• GIVEN REQUEST
Pull out each line in the records below that contains the word "athletic", and copy those lines.

• PROVIDED DATA
────────────────────────────────────────

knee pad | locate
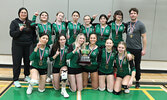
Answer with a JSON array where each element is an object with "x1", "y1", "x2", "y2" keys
[
  {"x1": 122, "y1": 85, "x2": 128, "y2": 89},
  {"x1": 30, "y1": 79, "x2": 39, "y2": 86},
  {"x1": 107, "y1": 89, "x2": 113, "y2": 92},
  {"x1": 38, "y1": 88, "x2": 45, "y2": 92},
  {"x1": 113, "y1": 90, "x2": 121, "y2": 95},
  {"x1": 61, "y1": 70, "x2": 67, "y2": 82},
  {"x1": 99, "y1": 87, "x2": 105, "y2": 91},
  {"x1": 66, "y1": 59, "x2": 70, "y2": 66}
]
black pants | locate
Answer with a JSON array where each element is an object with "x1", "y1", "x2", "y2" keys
[
  {"x1": 127, "y1": 48, "x2": 142, "y2": 81},
  {"x1": 12, "y1": 42, "x2": 31, "y2": 81}
]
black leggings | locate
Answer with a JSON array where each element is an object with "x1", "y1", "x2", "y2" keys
[
  {"x1": 127, "y1": 48, "x2": 142, "y2": 81},
  {"x1": 12, "y1": 42, "x2": 31, "y2": 81}
]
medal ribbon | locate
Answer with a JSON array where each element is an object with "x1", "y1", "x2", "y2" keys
[
  {"x1": 56, "y1": 23, "x2": 62, "y2": 34},
  {"x1": 85, "y1": 26, "x2": 90, "y2": 38},
  {"x1": 106, "y1": 50, "x2": 112, "y2": 64},
  {"x1": 130, "y1": 21, "x2": 137, "y2": 33},
  {"x1": 73, "y1": 23, "x2": 78, "y2": 34},
  {"x1": 118, "y1": 54, "x2": 125, "y2": 68},
  {"x1": 39, "y1": 48, "x2": 45, "y2": 60},
  {"x1": 115, "y1": 22, "x2": 122, "y2": 35},
  {"x1": 42, "y1": 24, "x2": 48, "y2": 33},
  {"x1": 100, "y1": 25, "x2": 107, "y2": 36},
  {"x1": 89, "y1": 45, "x2": 96, "y2": 57},
  {"x1": 60, "y1": 47, "x2": 65, "y2": 62}
]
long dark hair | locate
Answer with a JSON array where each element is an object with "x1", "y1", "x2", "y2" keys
[
  {"x1": 113, "y1": 10, "x2": 123, "y2": 21},
  {"x1": 39, "y1": 11, "x2": 49, "y2": 21},
  {"x1": 51, "y1": 34, "x2": 67, "y2": 54},
  {"x1": 18, "y1": 7, "x2": 31, "y2": 27}
]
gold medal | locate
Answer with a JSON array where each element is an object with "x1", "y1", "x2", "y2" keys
[
  {"x1": 106, "y1": 64, "x2": 108, "y2": 69},
  {"x1": 100, "y1": 36, "x2": 104, "y2": 41},
  {"x1": 39, "y1": 60, "x2": 42, "y2": 66},
  {"x1": 115, "y1": 35, "x2": 118, "y2": 39},
  {"x1": 59, "y1": 61, "x2": 62, "y2": 66},
  {"x1": 120, "y1": 68, "x2": 123, "y2": 72},
  {"x1": 73, "y1": 34, "x2": 77, "y2": 39}
]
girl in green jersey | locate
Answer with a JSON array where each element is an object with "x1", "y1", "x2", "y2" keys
[
  {"x1": 50, "y1": 34, "x2": 69, "y2": 98},
  {"x1": 52, "y1": 11, "x2": 67, "y2": 43},
  {"x1": 111, "y1": 10, "x2": 125, "y2": 50},
  {"x1": 98, "y1": 39, "x2": 116, "y2": 92},
  {"x1": 67, "y1": 33, "x2": 86, "y2": 92},
  {"x1": 95, "y1": 14, "x2": 110, "y2": 48},
  {"x1": 31, "y1": 11, "x2": 52, "y2": 46},
  {"x1": 27, "y1": 33, "x2": 49, "y2": 94},
  {"x1": 113, "y1": 42, "x2": 136, "y2": 95},
  {"x1": 67, "y1": 11, "x2": 81, "y2": 45},
  {"x1": 83, "y1": 34, "x2": 99, "y2": 89},
  {"x1": 81, "y1": 15, "x2": 96, "y2": 42}
]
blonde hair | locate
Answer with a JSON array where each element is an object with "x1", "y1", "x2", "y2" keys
[
  {"x1": 118, "y1": 41, "x2": 134, "y2": 59},
  {"x1": 73, "y1": 33, "x2": 86, "y2": 49}
]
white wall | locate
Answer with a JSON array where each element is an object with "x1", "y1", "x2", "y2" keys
[{"x1": 0, "y1": 0, "x2": 167, "y2": 60}]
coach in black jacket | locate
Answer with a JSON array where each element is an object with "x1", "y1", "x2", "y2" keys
[{"x1": 10, "y1": 8, "x2": 35, "y2": 87}]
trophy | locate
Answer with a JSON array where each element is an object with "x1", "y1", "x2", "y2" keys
[{"x1": 79, "y1": 49, "x2": 91, "y2": 66}]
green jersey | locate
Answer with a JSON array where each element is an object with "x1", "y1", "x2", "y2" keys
[
  {"x1": 30, "y1": 46, "x2": 49, "y2": 69},
  {"x1": 66, "y1": 46, "x2": 81, "y2": 68},
  {"x1": 68, "y1": 22, "x2": 81, "y2": 45},
  {"x1": 99, "y1": 48, "x2": 116, "y2": 74},
  {"x1": 83, "y1": 46, "x2": 99, "y2": 70},
  {"x1": 31, "y1": 15, "x2": 52, "y2": 45},
  {"x1": 95, "y1": 24, "x2": 110, "y2": 47},
  {"x1": 50, "y1": 46, "x2": 68, "y2": 68},
  {"x1": 81, "y1": 25, "x2": 94, "y2": 42},
  {"x1": 111, "y1": 22, "x2": 125, "y2": 47},
  {"x1": 116, "y1": 55, "x2": 136, "y2": 77},
  {"x1": 52, "y1": 22, "x2": 67, "y2": 43}
]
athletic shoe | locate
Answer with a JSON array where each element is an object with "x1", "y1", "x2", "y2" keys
[
  {"x1": 38, "y1": 88, "x2": 45, "y2": 92},
  {"x1": 14, "y1": 81, "x2": 21, "y2": 88},
  {"x1": 24, "y1": 76, "x2": 31, "y2": 82},
  {"x1": 26, "y1": 84, "x2": 33, "y2": 94},
  {"x1": 61, "y1": 88, "x2": 69, "y2": 98},
  {"x1": 135, "y1": 82, "x2": 140, "y2": 89},
  {"x1": 46, "y1": 77, "x2": 52, "y2": 83},
  {"x1": 124, "y1": 89, "x2": 130, "y2": 93}
]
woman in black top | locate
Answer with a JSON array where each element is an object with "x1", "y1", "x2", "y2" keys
[{"x1": 10, "y1": 8, "x2": 34, "y2": 87}]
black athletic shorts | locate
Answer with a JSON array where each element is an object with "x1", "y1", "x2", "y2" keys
[
  {"x1": 98, "y1": 71, "x2": 113, "y2": 75},
  {"x1": 82, "y1": 68, "x2": 97, "y2": 73},
  {"x1": 68, "y1": 67, "x2": 83, "y2": 74},
  {"x1": 32, "y1": 66, "x2": 47, "y2": 75}
]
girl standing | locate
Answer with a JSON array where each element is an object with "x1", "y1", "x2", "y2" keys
[
  {"x1": 27, "y1": 33, "x2": 49, "y2": 94},
  {"x1": 50, "y1": 34, "x2": 69, "y2": 97},
  {"x1": 53, "y1": 11, "x2": 67, "y2": 43},
  {"x1": 98, "y1": 39, "x2": 116, "y2": 92},
  {"x1": 81, "y1": 15, "x2": 96, "y2": 42},
  {"x1": 111, "y1": 10, "x2": 125, "y2": 49},
  {"x1": 67, "y1": 11, "x2": 81, "y2": 45},
  {"x1": 95, "y1": 14, "x2": 110, "y2": 48},
  {"x1": 113, "y1": 42, "x2": 136, "y2": 95},
  {"x1": 31, "y1": 11, "x2": 52, "y2": 46},
  {"x1": 67, "y1": 33, "x2": 86, "y2": 92},
  {"x1": 83, "y1": 34, "x2": 99, "y2": 89}
]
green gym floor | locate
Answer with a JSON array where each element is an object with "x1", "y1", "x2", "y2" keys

────────────────────────────────────────

• RESPONSE FOR THIS EXERCISE
athletic shoe | locate
black athletic shorts | locate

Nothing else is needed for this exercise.